[Begin]

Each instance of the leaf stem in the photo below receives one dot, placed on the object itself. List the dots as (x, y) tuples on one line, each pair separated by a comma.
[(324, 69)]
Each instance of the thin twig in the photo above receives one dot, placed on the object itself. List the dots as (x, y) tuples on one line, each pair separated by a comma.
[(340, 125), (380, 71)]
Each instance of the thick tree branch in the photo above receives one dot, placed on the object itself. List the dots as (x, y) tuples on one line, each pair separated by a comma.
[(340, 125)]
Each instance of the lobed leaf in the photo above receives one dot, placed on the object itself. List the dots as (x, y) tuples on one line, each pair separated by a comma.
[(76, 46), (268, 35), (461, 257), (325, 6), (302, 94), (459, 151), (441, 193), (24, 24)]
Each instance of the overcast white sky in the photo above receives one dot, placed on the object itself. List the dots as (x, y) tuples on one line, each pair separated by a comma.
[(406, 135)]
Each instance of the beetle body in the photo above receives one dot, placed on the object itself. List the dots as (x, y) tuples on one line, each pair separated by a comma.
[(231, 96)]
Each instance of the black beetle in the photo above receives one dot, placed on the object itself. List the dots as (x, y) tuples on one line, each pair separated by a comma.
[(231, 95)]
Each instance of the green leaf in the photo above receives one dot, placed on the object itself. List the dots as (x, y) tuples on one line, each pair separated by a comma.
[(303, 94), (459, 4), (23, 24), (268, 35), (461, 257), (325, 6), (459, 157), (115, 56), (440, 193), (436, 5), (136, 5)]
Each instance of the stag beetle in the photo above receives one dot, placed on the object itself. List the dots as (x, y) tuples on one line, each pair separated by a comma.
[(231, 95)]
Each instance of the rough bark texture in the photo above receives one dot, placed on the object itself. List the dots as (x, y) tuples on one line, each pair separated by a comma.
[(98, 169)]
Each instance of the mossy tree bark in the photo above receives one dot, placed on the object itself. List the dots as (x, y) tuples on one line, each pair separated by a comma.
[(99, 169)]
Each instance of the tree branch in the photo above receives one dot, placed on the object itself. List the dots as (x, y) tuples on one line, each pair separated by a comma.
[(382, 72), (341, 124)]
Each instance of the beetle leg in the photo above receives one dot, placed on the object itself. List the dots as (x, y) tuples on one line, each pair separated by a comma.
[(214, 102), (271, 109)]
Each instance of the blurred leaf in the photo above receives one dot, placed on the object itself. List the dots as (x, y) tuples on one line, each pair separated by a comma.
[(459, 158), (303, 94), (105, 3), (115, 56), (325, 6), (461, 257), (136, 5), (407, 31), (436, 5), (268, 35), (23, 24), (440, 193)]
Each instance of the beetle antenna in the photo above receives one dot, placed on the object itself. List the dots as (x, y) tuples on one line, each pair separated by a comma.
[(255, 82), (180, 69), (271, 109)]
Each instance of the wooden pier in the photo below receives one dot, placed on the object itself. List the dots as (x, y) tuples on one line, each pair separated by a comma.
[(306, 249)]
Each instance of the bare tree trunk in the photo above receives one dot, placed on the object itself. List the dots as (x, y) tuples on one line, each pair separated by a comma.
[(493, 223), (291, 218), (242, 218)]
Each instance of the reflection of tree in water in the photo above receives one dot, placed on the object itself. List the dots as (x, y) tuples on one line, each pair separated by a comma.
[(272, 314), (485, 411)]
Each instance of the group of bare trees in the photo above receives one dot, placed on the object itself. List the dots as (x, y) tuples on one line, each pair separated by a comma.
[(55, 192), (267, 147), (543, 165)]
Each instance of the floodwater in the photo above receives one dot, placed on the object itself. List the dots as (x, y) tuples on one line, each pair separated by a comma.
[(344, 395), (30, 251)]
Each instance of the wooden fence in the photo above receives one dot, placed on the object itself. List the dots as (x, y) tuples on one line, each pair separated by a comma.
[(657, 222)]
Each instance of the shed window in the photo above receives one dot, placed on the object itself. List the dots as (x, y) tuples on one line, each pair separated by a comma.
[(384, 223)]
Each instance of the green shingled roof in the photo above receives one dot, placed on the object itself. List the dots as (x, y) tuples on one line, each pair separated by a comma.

[End]

GIVEN EXERCISE: Set out every line of the records above as a numbered list, leaving out any blank lines.

TASK RESULT:
1. Each instance of the leaf stem in the photo below receives one dot, placed on the object itself. List the dots as (x, y) tuples on one line, each pair separated by a comma.
2. [(324, 69)]
3. Each instance of the thin twig in the photo above receives one dot, placed on the object itself. List the dots as (x, y) tuples on one line, each pair separated by a comma.
4. [(340, 125), (380, 71)]
5. Each instance of the thick tree branch in the photo above receives one dot, placed on the object itself. List the dots as (x, y) tuples on one line, each pair separated by a comma.
6. [(340, 125)]
7. Each instance of the lobed leaf in the photo above receives one dot, placed on the object itself. List the dots as (x, y) tuples on one line, each pair separated by a comma.
8. [(76, 46), (268, 35), (461, 257), (325, 6), (302, 94), (459, 151), (441, 193), (24, 24)]
9. Each instance of the overcast white sky in the photo above receives one dot, placed on the object itself. List the dots as (x, y) tuples on one line, each pair separated by a comma.
10. [(406, 135)]
11. Each instance of the beetle body in the photo above receives one dot, placed on the object itself. List the dots as (x, y) tuples on one line, each pair separated by a comma.
12. [(231, 96)]
13. Each instance of the black beetle in the photo above receives one dot, placed on the object itself. List the dots as (x, y) tuples on one line, each pair separated by a comma.
14. [(231, 95)]
15. Each instance of the green leaf in the photo above receives one dot, placed on the object itself. List the dots as (x, y) tuples on one line, each pair separated by a comma.
16. [(303, 94), (459, 4), (23, 24), (268, 35), (461, 257), (325, 6), (459, 157), (115, 56), (440, 193), (436, 5), (136, 5)]
17. Each instance of the stag beetle in the photo above receives one dot, placed on the object itself. List the dots as (x, y) tuples on one line, each pair separated by a comma.
18. [(231, 95)]
19. Each instance of the rough bark texture in the photo above receives one dot, placed on the object itself. List the dots as (x, y) tuples on one line, each pair separated by a comma.
20. [(98, 169)]
21. Each instance of the mossy tree bark in the photo above receives one dot, placed on the object itself. List the dots as (x, y) tuples on one line, each pair separated by a comma.
22. [(99, 169)]
23. Each instance of the tree branch in the photo above receives one dot, placed on the object itself. List the dots as (x, y) tuples on one line, each pair separated by a comma.
24. [(382, 72), (341, 124)]
25. Each instance of the beetle leg in the photo above receives one dot, placed on the object itself. List the dots as (x, y) tuples on one line, each pair separated by a comma.
26. [(214, 102), (271, 109)]
27. Each instance of the blurred leaf in the photo above receives one dot, placed on the object itself. List the dots as (x, y) tuples on one line, each pair separated by a comma.
28. [(459, 158), (303, 94), (105, 3), (115, 56), (325, 6), (461, 257), (136, 5), (407, 31), (436, 5), (268, 35), (23, 24), (440, 193)]
29. Each instance of the beetle antenna in the photo above receives one dot, placed on the object itself. List the dots as (x, y) tuples on one line, each pair separated by a comma.
30. [(255, 82), (180, 69), (271, 109)]
31. Each instance of the wooden pier in the photo below receives one dot, placed on the object itself. List the dots as (x, y) tuples on one line, each pair separated by a comma.
32. [(306, 249)]
33. Each instance of the bare tree trunk in the photo above receives one dot, placed on the object itself. List the dots as (x, y) tuples on one line, each pair separated by a comma.
34. [(493, 223), (291, 218), (242, 218)]
35. Each instance of the reflection of tree in water in the photo above receives one dot, placed on the object itself. List the dots as (x, y) tuples on one line, each pair separated by a comma.
36. [(272, 314), (485, 411)]
37. Each instance of the group of bare trees in the photo above receives one dot, placed on the object itself. List the dots as (x, y) tuples on one line, each pair separated by a comma.
38. [(55, 192), (267, 147), (543, 165)]
39. Each instance of the floodwater in the photo above receives one dot, placed on the object itself. List the dots as (x, y) tuples on one line, each pair separated by a comma.
40. [(344, 395), (30, 251)]
41. Each instance of the wooden fence in the photo above receives one dot, placed on the object itself. List the dots as (x, y) tuples on one line, each pair separated by a comma.
42. [(657, 222)]
43. Each instance of the shed window in the photo above receives one dot, placed on the object itself. List the dots as (x, y) tuples on one line, each pair separated by a comma.
44. [(384, 223)]
45. Each instance of the green shingled roof in the photo above receives one dot, placed on the object itself. List the dots as (x, y) tuples on one line, each pair separated by a comma.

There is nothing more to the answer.